Exercise prompt
Please format every line of the records below as a numbered list, skipping blank lines and leaving the pictures out.

━━━━━ Source records ━━━━━

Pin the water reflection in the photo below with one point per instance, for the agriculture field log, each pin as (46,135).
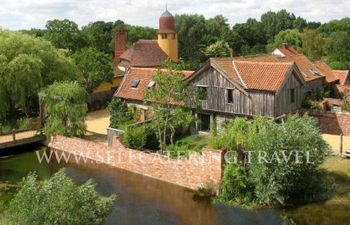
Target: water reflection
(141,200)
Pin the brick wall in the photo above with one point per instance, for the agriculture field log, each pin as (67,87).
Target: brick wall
(333,123)
(193,172)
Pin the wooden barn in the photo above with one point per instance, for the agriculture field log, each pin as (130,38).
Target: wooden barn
(234,87)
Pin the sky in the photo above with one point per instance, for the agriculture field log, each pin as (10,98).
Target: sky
(25,14)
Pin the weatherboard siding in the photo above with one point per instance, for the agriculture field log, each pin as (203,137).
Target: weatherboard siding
(251,103)
(283,98)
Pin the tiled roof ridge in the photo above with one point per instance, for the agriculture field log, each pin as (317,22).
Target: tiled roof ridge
(163,69)
(264,63)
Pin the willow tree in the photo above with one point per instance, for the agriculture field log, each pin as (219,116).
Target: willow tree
(65,109)
(26,65)
(58,201)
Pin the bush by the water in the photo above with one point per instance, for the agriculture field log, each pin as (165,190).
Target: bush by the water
(135,137)
(58,201)
(140,137)
(275,163)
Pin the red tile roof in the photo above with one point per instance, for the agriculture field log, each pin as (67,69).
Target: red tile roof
(310,71)
(266,76)
(145,75)
(327,71)
(345,89)
(144,53)
(343,75)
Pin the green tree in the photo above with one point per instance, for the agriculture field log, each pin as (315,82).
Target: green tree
(218,49)
(272,179)
(94,67)
(291,37)
(64,34)
(338,50)
(191,29)
(118,110)
(313,44)
(65,108)
(99,35)
(273,22)
(300,24)
(58,201)
(27,65)
(167,100)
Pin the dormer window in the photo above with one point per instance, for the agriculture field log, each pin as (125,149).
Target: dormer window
(203,93)
(292,95)
(151,84)
(230,96)
(135,83)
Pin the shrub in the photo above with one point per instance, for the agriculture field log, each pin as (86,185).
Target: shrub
(66,108)
(135,137)
(275,181)
(58,201)
(24,123)
(178,149)
(236,187)
(119,112)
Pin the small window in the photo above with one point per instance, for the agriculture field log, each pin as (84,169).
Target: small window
(203,93)
(151,84)
(292,95)
(135,83)
(229,96)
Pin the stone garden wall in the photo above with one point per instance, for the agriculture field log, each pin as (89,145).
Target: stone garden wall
(198,170)
(333,123)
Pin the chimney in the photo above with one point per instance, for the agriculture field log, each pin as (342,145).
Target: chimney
(119,45)
(284,45)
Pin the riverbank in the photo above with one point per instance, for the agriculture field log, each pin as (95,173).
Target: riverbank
(336,209)
(199,170)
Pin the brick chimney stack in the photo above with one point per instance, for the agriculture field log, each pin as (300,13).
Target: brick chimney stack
(119,45)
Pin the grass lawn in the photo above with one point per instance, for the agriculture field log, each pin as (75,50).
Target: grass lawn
(336,210)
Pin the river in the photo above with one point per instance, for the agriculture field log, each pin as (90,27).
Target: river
(141,200)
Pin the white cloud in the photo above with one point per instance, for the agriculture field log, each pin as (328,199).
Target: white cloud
(23,14)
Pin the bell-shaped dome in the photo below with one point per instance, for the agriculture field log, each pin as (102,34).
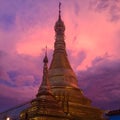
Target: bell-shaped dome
(59,25)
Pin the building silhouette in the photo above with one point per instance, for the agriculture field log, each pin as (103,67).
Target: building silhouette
(59,96)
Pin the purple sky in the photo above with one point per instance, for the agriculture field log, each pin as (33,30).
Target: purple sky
(92,39)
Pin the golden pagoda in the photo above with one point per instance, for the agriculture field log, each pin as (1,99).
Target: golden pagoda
(59,96)
(44,106)
(64,83)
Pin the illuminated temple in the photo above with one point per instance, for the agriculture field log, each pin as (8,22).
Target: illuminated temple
(59,96)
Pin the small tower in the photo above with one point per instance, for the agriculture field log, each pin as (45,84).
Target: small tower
(64,83)
(44,106)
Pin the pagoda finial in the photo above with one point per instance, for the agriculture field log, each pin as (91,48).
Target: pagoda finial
(59,10)
(45,58)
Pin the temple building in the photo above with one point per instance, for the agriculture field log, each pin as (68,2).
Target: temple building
(59,96)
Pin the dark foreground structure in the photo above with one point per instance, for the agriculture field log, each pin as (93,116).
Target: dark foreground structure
(114,115)
(59,96)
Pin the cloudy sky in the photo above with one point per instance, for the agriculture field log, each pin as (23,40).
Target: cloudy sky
(92,38)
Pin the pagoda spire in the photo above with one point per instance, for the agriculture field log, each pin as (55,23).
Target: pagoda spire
(45,86)
(60,71)
(59,10)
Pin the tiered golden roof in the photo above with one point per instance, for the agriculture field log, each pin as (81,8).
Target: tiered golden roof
(44,106)
(62,99)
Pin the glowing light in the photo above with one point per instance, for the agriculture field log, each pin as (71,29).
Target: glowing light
(8,118)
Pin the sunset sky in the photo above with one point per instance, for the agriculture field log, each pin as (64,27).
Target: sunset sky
(92,39)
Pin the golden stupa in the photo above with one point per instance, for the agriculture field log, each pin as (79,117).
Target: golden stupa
(44,106)
(62,99)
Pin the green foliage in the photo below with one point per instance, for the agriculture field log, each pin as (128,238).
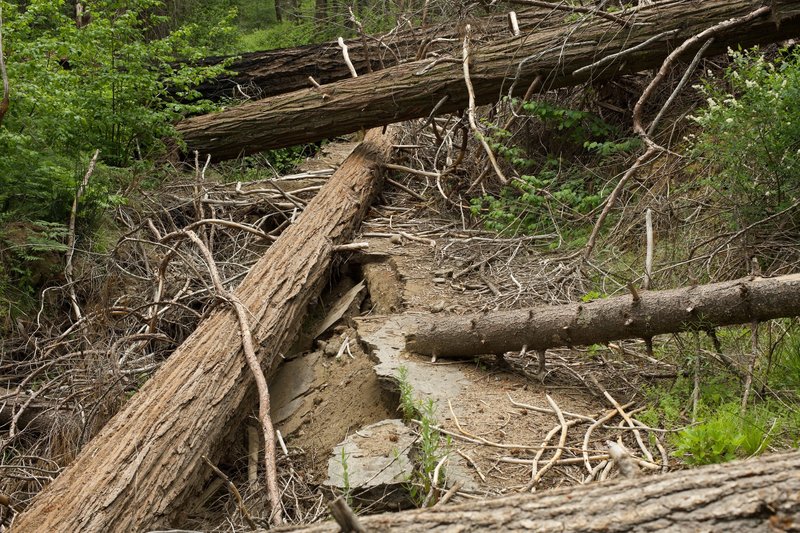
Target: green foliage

━━━━━

Exercise solution
1. Pin the water reflection in the photo below with one point per instance, for the agriculture field log, each pin as (46,135).
2. Target: water reflection
3. (141,200)
4. Pin the brick wall in the photo above with one point per instance, for the agriculture field log, each pin as (67,87).
5. Target: brick wall
6. (333,123)
7. (193,172)
8. Pin the wooden barn in the photo above with one point per instance, for the agriculture field log, each pin as (130,38).
9. Target: wooden barn
10. (234,87)
11. Pin the sky in the photo above with one point per instance, for the agriculture field log, each pin as (10,98).
12. Target: sky
13. (25,14)
14. Pin the weatherboard siding in the photo above with one point per instance, for the agriculture field log, each pin as (203,137).
15. Target: weatherboard siding
16. (251,103)
17. (283,98)
18. Pin the tiled roof ridge in the photo above with one point per instance, for the agriculture field log, each pin as (317,22).
19. Target: tiled roof ridge
20. (163,69)
21. (264,63)
22. Pin the willow tree in the photo above with one point per instance, for the agriculture field log, each pin as (219,116).
23. Target: willow tree
24. (65,109)
25. (26,65)
26. (58,201)
27. Pin the bush by the water in the photo above with one point per instance, for the agriculture field log, each pin as (165,190).
28. Target: bush by the water
29. (135,137)
30. (58,201)
31. (140,137)
32. (275,163)
33. Pin the red tile roof in the photo above with one point per instance, for the agriculture field log, each pin as (67,69).
34. Target: red tile roof
35. (310,71)
36. (266,76)
37. (145,75)
38. (327,71)
39. (345,89)
40. (144,53)
41. (343,75)
42. Pin the green tree in the photo above with one point per instance, for the agriculture field log, each pin as (315,82).
43. Target: green tree
44. (218,49)
45. (272,179)
46. (94,67)
47. (291,37)
48. (64,34)
49. (338,50)
50. (191,29)
51. (118,110)
52. (313,44)
53. (65,108)
54. (99,35)
55. (273,22)
56. (300,24)
57. (58,201)
58. (27,65)
59. (167,100)
60. Pin the dormer window in the photo above with one point per instance, for the agriculture field log, each pin as (125,149).
61. Target: dormer window
62. (203,93)
63. (292,95)
64. (151,84)
65. (230,96)
66. (135,83)
67. Pin the shrub in the photo above with one point per instance, for the agriculture field log, each pin as (86,185).
68. Target: shrub
69. (66,108)
70. (135,137)
71. (275,181)
72. (58,201)
73. (24,123)
74. (178,149)
75. (236,187)
76. (119,112)
77. Pin the small window in the photo above with one point per instance, for the agriculture field log, each pin as (84,169).
78. Target: small window
79. (203,93)
80. (151,84)
81. (292,95)
82. (135,83)
83. (229,96)
84. Pin the stone garden wall in the photo above with one point per instance, for the agriculture field log, each pin as (89,145).
85. Target: stone garden wall
86. (198,170)
87. (333,123)
88. Pin the chimney in the photo above with one point per instance, for the agriculture field log, each pin as (342,145).
89. Target: chimney
90. (119,45)
91. (284,45)
92. Pin the riverbank in the photo above with one point per instance, for the agriculture field log, each pin as (95,173).
93. Target: riverbank
94. (336,209)
95. (199,170)
96. Pin the brick chimney stack in the photo above with one point per instance, for the agriculture field log, each pin as (300,13).
97. Target: brick chimney stack
98. (119,45)
99. Pin the grass lawn in the photo above with one point per instance, for the agriculture field log, each pin as (75,50).
100. Target: grass lawn
101. (336,210)
102. Pin the river in the photo above with one point per instance, for the agriculture field log, each pin as (90,27).
103. Target: river
104. (141,200)
105. Pin the white cloud in the photo above with one point per instance, for the agriculture field log, each pin as (328,199).
106. Target: white cloud
107. (23,14)
108. Pin the bell-shaped dome in the photo below with one point per instance, for the agriculture field log, each pin as (102,34).
109. Target: bell-shaped dome
110. (59,25)
111. Pin the building silhouette in the photo above with one point per instance, for the agriculture field log, each pin as (103,67).
112. Target: building silhouette
113. (59,96)
114. Pin the purple sky in the photo above with one point per instance, for the agriculture field log, each pin as (33,30).
115. Target: purple sky
116. (92,39)
117. Pin the golden pagoda in the photo above with one point per instance, for the agriculture field log, each pin as (1,99).
118. Target: golden pagoda
119. (59,96)
120. (44,106)
121. (64,83)
122. Pin the illuminated temple in the photo above with one point per instance, for the agriculture field log, each pin as (8,22).
123. Target: illuminated temple
124. (59,96)
125. Pin the small tower in the photo above with one point per instance, for the agriculture field log, each pin as (45,84).
126. Target: small tower
127. (64,83)
128. (44,106)
129. Pin the pagoda finial in the photo above with one point per instance, for the agriculture field log, each pin as (91,48).
130. Target: pagoda finial
131. (59,10)
132. (45,58)
133. Pin the temple building in the photo above with one point per instance, for the agriculture field log, each pin as (68,2).
134. Target: temple building
135. (59,96)
136. Pin the dark foreground structure in the photo above with one point per instance, for the agriculture field log, each pin as (93,116).
137. Target: dark foreground structure
138. (114,115)
139. (59,96)
140. Pin the cloudy sky in the photo above with one point per instance, for the agriculture field log, each pin as (23,40).
141. Target: cloudy sky
142. (92,38)
143. Pin the pagoda spire in the photo above with one point per instance, for the agriculture field log, each pin as (55,23).
144. Target: pagoda spire
145. (45,86)
146. (60,71)
147. (59,10)
148. Pin the tiered golden roof in the photo above with one point per instance, for the agriculture field log, each pin as (81,8).
149. Target: tiered golden roof
150. (44,106)
151. (62,99)
152. Pin the glowing light in the photo above with one point per instance, for the agriculture field log, each pin as (71,29).
153. Target: glowing light
154. (8,118)
155. Pin the sunset sky in the photo above with one point per instance, for the agriculture field log, each pin as (64,27).
156. Target: sunset sky
157. (92,39)
158. Pin the golden stupa in the photo above with one point per instance, for the agriculture field log, each pin as (79,117).
159. Target: golden stupa
160. (44,106)
161. (62,99)
162. Pin the green foliage in the photo below with one point per instance, for the agriculture field log, each pin as (128,238).
163. Target: green foliage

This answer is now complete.